| Problem details |
In the text on Pisamira and Yuruti, who surrounds the Pisamiras and has the dominant language?

| Extracted text |
From a linguistic perspective, it has been proven through the comparative method that Pisamira and Yuruti keep consistent similarities in lexical, morphological and syntactical paradigms, and systematic changes in their phonological patterns (e.g. the loss of tones -characteristic of ET languages- in Pisamira and other phonological variations). Moreover, both languages present some loanwords from other languages in the region, including Spanish, as well as lexical innovation. We have traced those changes by analyzing their close relationships in the past. As they state, both groups used to intermarry and share territories, until Pisamiras left their ancestral lands.
The actual sociolinguistic status of these groups varies enormously. Pisamiras are critically endangered. With less than a hundred members and living surrounded by Cubeos whose language is dominant, most of Pisamiras no longer speak their language and many do not even understand it. On the contrary, Yurutís are well organised and work towards the preservation of their cultural practices and language. Still, there are some changes in their social organisation. The linguistic exogamy, one of the most outstanding traits in ET culture, evidenced in the language with a large set of words differentiating the way relationships go (mother’s or father’s family, cross-cousins), is changing as a more flexible view of the possibilities of intermarrying is developed. Will the core meaning of these terms be affected by these cultural changes?

| Information supplied |

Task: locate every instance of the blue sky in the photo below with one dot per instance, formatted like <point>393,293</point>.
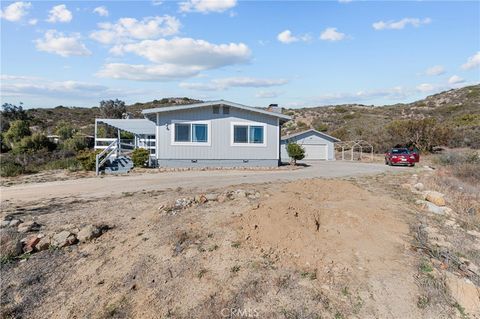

| Output below |
The Cubeos.